DIRECTIVE 1
In the forum thread below, name every composer mentioned other than Cage and Stockhausen.
::: SOURCE DOCUMENT
# Stockhausen vs. Cage, bleeps and bloops



## milk (Apr 25, 2018)

Today I’m listening to some early piano Klavierstucke as well as Cage’s Etudes. I’m not here to say I dislike this music, though I definitely don’t understand it. I do hear differences of course, differences in dynamics and how these clusters of sounds are manifested in the two respective pieces and in how much space there is between sounds. But I also feel like, on the surface, these compositions could have been written by the same dude for similar purposes.
How do you respond to this music? What are the major differences that you hear? Do you think these pieces are equally important, or important in their own right? Why? 
I’m also returning to Cage’s chance music for piano and Stockhausen’s Mantra. 
I'm always looking for a way into this type of music. Also, when it comes to avant garde piano, is this the pinnacle? 
Generally, I find Ligeti and Xenakis to be more approachable composers. How about you?


----------



## ArtMusic (Jan 5, 2013)

I have listened to parts of the Stockhausen and most of the Cage works you mentioned. These are simply studies of sound by the two composers. I honestly could not tell now which composition was by which of the two composers if I listened to them today but then again, as I said, these are studies of sound. So upon repeated listening, I might come to recognizing them as one would with any music or sound, rather than a composer's signatory style in composition upon first listening. It is worth noting that these sound studies were "original" for their times in the 1950's (Stockhausen's) to 1970's (Cage's). It was considered avant-garde back then. Today, I doubt anyone would compose like this anymore for the same reason that Romantic composers in 1821 wouldn't compose as if it were 1750 or 1770.

Xenakis is more forthright with his experimental music or more extreme. Here is an example:


----------



## chu42 (Aug 14, 2018)

Cage and Stockhausen are meh on normal pianos. Much more interesting is Cage on prepared piano:






This sonata cycle demonstrates to me that Cage was a competent and creative composer, and not just some guy going against the mould (although he did plenty of that as well).

Stockhausen's piano music, to me, is not so interesting other than Mantra. But I find his electronic music to be some of the greatest music ever composed.

I think Ligeti and Xenakis both did better things for the piano, especially Ligeti with his Musica Ricercata and the Etudes, the latter being the cornerstone of 20th century piano music. Ginastera, Crumb, and Takemitsu also have incredible piano music.

But my favorite 20th century composer for the piano is still Messiaen.


----------



## Portamento (Dec 8, 2016)

I thought Stockhausen's Klavierstücke were "meh" until I heard Sabine Liebner's recording of them. This one has some really cool parts - it's quite the journey.


----------



## hammeredklavier (Feb 18, 2018)

I think Cage would have been a good composer of soundtracks for video games



hammeredklavier said:


> the melodies of Sonata II are actually cute:
> 
> 
> 
> ...


and Stockhausen for horror films



hammeredklavier said:


> It reminds me of Stockhausen's _Gesang der junglinge_, and I can't think of any other pieces of classical music that can do this better.


----------



## ArtMusic (Jan 5, 2013)

Portamento said:


> I thought Stockhausen's Klavierstücke were "meh" until I heard Sabine Liebner's recording of them. This one has some really cool parts - it's quite the journey.
::::::
::: GIVEN RECORDS
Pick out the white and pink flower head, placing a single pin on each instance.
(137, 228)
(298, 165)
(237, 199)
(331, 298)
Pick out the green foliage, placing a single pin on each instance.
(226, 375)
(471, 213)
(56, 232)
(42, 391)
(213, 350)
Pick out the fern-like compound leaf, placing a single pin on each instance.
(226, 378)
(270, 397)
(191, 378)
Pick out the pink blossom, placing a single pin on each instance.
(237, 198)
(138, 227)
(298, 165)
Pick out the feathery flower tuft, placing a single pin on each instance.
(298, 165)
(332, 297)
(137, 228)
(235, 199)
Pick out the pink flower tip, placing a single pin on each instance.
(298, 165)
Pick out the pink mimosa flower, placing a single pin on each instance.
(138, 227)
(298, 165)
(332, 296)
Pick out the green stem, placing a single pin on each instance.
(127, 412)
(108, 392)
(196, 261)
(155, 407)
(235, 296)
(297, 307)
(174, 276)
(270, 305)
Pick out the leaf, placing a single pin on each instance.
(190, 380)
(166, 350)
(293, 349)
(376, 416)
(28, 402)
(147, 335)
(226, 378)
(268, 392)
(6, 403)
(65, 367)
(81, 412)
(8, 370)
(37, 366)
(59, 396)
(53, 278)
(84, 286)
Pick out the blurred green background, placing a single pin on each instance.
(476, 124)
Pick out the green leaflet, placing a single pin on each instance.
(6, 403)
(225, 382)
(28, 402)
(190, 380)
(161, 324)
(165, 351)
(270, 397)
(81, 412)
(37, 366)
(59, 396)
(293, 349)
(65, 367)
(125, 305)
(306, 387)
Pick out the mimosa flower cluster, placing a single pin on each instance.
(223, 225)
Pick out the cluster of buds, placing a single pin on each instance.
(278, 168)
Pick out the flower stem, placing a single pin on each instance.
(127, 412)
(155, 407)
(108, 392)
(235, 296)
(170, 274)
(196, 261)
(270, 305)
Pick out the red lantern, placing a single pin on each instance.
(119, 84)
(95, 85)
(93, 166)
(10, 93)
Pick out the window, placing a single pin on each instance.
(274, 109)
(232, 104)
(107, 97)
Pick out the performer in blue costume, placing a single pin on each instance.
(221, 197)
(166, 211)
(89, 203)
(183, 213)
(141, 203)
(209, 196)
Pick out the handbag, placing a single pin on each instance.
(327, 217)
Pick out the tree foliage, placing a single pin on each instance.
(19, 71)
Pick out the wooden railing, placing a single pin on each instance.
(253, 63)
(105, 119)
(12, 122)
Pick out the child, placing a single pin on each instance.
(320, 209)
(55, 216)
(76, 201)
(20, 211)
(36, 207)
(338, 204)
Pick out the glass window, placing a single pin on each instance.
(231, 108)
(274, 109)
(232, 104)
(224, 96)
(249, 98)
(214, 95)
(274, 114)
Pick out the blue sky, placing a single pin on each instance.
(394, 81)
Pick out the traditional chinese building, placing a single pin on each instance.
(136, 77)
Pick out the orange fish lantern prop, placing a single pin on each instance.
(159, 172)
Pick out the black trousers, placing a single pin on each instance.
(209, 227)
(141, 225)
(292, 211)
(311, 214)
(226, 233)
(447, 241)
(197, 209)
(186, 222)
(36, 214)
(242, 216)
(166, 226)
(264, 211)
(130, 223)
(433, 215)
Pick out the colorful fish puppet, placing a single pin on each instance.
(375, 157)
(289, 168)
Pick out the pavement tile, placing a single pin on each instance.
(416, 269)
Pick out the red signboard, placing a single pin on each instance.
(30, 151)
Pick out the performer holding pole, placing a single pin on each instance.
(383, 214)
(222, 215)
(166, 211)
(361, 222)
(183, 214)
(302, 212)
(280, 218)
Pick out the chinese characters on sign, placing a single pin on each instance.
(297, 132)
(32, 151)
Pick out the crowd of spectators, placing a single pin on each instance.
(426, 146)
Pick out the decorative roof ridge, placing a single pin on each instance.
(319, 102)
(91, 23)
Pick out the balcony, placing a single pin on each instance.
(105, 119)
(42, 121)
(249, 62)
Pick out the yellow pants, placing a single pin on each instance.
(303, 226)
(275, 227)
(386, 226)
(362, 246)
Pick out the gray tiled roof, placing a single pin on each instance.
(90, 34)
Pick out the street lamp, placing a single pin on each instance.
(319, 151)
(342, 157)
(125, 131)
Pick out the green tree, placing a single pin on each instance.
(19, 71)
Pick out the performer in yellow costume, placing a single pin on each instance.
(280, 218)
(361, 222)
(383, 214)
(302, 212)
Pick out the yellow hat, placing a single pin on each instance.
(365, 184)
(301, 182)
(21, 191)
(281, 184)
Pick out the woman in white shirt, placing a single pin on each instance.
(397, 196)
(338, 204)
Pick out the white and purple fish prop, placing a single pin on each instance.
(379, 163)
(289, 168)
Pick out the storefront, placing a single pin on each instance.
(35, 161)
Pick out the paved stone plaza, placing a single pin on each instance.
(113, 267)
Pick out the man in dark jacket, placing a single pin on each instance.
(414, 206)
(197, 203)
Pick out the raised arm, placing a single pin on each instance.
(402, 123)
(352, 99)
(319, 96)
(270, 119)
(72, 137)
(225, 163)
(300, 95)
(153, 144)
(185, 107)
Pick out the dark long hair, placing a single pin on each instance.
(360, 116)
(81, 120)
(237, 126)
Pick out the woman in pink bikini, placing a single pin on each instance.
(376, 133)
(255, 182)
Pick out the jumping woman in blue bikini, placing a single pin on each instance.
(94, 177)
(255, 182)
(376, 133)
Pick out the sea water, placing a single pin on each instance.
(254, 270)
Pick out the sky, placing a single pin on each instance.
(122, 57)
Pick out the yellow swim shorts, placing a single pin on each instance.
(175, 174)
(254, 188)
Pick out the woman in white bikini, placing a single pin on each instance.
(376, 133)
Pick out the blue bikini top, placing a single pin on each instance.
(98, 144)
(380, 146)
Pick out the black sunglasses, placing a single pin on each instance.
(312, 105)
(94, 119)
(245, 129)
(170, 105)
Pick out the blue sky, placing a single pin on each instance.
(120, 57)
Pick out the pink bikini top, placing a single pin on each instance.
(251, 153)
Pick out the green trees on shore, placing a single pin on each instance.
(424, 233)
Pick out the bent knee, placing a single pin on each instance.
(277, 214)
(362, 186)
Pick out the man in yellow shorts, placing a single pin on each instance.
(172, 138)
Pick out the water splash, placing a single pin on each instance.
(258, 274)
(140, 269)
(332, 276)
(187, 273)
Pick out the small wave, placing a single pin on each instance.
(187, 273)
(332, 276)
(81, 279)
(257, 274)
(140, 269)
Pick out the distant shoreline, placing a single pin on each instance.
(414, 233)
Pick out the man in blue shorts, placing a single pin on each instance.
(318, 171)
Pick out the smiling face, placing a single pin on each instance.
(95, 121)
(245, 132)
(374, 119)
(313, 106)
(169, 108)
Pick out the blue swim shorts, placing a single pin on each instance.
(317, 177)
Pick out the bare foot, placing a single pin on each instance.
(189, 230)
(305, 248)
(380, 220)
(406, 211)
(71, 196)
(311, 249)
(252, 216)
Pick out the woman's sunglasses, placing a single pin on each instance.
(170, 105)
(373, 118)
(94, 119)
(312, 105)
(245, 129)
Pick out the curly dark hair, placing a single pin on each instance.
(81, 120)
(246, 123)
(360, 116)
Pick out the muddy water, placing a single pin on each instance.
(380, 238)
::::::
DIRECTIVE 2
Copy each line of the entries above that contains the string "blue". Case counts.

TASK ANSWER 1
Ligeti
Xenakis
Ginastera
Crumb
Takemitsu
Messiaen

TASK ANSWER 2
Pick out the performer in blue costume, placing a single pin on each instance.
Pick out the blue sky, placing a single pin on each instance.
Pick out the jumping woman in blue bikini, placing a single pin on each instance.
Pick out the blue bikini top, placing a single pin on each instance.
Pick out the blue sky, placing a single pin on each instance.
Pick out the man in blue shorts, placing a single pin on each instance.
Pick out the blue swim shorts, placing a single pin on each instance.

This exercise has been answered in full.